▸ **The problem**
Find each line in the entries below that contains the string "roof" and copy it out. Treat uppercase and lowercase as different.

[Pointing records]
## begin
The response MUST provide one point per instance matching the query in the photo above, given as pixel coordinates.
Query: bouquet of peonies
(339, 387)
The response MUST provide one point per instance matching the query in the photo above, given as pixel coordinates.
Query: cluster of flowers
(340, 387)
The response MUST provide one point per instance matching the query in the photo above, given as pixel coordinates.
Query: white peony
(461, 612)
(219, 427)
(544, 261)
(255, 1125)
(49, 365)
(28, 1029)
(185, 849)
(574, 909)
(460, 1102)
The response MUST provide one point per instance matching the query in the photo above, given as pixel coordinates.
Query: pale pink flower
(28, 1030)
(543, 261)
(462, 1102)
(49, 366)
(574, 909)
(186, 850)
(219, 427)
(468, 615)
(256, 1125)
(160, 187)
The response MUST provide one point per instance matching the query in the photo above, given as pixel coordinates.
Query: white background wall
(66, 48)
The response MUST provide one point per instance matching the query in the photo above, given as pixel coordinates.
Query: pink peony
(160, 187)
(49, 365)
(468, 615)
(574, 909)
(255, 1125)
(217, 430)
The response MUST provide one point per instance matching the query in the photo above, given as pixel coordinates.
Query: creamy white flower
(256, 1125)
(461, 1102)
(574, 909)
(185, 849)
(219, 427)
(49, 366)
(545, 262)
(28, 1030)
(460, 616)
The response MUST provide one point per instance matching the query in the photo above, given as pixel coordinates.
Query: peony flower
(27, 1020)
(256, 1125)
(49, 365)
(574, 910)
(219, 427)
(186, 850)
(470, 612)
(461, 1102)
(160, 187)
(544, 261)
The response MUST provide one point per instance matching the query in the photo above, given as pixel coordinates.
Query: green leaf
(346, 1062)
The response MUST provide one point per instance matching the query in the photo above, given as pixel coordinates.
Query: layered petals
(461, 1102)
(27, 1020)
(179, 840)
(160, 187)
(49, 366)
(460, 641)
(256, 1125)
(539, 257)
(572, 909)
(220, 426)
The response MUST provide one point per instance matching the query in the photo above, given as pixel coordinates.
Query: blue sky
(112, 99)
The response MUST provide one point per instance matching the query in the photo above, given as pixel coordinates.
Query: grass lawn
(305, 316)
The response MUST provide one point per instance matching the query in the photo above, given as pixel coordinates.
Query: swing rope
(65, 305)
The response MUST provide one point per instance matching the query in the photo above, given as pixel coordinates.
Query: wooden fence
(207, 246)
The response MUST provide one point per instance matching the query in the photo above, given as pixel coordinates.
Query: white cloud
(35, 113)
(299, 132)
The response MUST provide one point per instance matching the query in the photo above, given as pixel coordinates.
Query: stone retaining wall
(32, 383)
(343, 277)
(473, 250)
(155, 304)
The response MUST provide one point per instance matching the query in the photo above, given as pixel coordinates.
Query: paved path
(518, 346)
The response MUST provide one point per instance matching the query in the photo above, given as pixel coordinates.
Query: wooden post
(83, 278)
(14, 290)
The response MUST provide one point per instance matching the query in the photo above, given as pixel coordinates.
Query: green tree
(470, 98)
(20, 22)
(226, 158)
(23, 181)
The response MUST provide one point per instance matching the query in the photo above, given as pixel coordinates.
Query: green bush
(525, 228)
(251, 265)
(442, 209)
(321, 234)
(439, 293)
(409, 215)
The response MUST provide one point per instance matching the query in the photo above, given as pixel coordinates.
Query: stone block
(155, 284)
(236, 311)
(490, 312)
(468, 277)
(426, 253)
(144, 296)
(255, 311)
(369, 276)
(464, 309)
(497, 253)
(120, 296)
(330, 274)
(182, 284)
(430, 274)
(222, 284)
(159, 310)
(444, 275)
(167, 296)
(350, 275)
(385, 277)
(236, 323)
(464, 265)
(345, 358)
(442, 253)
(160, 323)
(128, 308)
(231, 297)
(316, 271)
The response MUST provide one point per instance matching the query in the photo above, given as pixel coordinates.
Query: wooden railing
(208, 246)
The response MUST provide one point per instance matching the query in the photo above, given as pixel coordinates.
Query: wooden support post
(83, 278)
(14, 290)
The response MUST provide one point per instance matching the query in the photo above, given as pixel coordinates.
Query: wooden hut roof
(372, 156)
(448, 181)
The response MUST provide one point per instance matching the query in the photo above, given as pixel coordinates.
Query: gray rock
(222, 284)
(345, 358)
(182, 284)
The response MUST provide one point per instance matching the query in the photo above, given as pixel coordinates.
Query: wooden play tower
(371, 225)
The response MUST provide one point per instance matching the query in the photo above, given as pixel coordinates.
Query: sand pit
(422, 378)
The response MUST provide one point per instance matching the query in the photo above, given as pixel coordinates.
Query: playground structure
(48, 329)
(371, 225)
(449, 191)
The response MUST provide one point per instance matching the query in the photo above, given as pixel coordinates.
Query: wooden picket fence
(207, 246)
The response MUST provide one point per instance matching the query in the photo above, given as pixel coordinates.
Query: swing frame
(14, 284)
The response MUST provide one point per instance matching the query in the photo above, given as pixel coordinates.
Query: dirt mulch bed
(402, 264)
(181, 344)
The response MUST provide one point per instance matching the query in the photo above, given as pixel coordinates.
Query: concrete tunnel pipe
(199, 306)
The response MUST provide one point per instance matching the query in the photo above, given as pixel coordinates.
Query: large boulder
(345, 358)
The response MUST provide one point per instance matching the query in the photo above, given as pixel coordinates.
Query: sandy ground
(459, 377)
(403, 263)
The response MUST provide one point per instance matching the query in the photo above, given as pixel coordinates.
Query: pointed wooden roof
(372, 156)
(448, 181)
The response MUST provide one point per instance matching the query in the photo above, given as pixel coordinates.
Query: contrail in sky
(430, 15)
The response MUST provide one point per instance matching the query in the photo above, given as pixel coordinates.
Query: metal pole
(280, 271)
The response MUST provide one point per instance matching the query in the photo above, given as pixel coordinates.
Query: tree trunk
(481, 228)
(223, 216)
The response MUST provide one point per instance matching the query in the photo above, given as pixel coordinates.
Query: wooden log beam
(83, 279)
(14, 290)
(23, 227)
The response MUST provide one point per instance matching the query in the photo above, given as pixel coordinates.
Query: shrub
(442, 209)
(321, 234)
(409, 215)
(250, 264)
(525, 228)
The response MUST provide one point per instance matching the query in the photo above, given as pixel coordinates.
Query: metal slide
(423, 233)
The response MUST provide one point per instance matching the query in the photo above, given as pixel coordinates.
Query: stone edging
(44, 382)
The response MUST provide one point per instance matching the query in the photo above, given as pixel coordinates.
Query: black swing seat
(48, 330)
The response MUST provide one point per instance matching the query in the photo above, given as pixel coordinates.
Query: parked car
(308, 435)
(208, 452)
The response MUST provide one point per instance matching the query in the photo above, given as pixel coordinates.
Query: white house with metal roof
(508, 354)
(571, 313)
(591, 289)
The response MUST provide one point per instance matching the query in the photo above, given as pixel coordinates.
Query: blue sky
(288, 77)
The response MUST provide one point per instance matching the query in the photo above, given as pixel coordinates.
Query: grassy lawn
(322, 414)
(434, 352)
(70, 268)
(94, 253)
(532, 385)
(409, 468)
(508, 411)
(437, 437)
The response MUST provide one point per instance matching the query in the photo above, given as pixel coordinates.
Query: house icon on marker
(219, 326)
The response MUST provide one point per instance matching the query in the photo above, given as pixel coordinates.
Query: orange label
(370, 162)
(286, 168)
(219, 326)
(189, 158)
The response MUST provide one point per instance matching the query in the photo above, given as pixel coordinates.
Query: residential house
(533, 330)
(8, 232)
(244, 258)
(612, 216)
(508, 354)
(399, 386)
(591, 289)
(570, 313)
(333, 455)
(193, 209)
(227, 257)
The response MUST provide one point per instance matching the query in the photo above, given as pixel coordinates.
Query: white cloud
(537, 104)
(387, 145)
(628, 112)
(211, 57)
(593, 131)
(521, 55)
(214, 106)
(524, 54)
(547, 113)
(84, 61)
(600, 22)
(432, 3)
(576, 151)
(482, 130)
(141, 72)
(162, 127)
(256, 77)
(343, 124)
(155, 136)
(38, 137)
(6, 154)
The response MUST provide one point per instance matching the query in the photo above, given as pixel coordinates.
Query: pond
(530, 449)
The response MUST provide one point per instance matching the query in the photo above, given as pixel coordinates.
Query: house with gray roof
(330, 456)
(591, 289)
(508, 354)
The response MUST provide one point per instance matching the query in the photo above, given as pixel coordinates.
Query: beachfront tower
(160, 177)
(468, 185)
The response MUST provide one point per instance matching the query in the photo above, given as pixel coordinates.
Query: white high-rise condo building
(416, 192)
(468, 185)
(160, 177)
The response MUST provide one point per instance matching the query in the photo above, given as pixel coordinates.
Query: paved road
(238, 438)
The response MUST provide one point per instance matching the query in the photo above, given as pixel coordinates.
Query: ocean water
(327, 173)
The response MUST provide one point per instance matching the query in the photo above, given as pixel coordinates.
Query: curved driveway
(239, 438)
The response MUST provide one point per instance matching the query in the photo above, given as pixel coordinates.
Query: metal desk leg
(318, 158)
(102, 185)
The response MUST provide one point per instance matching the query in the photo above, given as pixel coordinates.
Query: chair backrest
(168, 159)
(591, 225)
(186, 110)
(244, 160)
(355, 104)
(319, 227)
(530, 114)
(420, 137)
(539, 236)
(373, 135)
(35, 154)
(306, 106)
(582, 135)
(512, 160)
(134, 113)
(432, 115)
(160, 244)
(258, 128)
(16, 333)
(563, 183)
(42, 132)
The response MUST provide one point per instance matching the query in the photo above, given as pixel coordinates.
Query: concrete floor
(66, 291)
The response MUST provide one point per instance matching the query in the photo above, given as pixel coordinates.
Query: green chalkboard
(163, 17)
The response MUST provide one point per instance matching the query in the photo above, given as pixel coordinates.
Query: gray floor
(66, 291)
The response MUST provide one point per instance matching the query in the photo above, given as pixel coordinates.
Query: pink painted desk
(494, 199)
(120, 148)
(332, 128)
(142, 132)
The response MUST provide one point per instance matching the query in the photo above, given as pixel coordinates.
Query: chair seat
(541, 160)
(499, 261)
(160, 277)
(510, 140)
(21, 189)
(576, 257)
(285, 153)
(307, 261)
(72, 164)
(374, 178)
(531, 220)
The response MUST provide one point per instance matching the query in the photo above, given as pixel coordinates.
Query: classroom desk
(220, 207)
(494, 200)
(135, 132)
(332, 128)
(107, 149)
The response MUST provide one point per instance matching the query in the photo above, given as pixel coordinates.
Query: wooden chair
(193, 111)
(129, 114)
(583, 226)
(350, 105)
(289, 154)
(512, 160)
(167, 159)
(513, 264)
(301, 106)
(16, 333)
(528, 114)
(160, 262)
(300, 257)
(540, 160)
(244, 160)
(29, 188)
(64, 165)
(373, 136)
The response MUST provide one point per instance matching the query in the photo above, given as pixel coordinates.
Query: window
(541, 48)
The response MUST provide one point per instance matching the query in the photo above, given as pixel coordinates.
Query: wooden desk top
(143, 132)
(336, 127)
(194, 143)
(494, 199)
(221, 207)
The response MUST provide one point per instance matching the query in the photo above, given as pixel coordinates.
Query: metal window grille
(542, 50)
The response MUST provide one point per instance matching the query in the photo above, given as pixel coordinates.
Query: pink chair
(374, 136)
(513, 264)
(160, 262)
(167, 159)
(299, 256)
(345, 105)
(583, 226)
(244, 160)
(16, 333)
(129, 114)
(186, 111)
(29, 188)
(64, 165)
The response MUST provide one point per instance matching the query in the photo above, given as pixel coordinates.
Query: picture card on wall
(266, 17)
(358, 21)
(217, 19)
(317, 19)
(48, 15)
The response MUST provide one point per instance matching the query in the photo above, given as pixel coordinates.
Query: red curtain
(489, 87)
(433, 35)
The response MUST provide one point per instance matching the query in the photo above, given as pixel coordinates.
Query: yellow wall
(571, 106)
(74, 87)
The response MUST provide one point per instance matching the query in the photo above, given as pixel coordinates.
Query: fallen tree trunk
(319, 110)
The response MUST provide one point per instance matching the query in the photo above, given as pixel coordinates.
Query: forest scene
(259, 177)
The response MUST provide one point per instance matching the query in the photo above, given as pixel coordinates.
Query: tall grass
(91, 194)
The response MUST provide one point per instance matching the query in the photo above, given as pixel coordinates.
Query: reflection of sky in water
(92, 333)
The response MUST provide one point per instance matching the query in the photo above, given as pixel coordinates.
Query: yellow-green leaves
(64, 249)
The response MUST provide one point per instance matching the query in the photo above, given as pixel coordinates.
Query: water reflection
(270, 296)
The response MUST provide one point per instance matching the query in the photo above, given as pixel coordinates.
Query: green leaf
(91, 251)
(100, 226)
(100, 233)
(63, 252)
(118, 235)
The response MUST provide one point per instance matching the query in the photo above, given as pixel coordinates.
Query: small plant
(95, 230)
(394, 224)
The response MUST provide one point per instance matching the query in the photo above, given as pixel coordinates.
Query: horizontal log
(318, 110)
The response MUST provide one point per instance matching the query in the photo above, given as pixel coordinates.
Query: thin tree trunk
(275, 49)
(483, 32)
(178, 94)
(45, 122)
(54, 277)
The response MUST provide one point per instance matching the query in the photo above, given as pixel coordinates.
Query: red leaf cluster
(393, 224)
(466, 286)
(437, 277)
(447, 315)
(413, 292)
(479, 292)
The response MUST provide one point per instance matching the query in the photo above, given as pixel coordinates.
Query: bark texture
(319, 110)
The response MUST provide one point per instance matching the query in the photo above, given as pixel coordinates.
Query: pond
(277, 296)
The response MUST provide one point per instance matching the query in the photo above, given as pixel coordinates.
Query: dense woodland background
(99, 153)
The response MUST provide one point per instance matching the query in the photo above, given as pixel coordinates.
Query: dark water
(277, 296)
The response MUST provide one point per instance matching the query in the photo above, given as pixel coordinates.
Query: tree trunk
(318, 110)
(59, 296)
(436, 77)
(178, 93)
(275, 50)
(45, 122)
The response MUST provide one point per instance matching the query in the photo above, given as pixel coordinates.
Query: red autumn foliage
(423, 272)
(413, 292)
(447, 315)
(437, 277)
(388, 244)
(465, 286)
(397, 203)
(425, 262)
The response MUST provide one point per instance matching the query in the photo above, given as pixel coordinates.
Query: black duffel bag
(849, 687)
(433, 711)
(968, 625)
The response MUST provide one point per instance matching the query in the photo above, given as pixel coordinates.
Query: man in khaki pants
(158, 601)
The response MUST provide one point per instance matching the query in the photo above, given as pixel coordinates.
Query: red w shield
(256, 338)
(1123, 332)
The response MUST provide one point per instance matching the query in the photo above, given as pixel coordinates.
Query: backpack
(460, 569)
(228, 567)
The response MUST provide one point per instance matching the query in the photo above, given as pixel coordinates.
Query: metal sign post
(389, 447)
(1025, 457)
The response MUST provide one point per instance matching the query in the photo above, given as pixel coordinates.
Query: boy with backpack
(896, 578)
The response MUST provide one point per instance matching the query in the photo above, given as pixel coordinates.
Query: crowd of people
## end
▸ **Reply to the exercise**
Query: wooden hut roof
Query: pointed wooden roof
Query: white house with metal roof
Query: house with gray roof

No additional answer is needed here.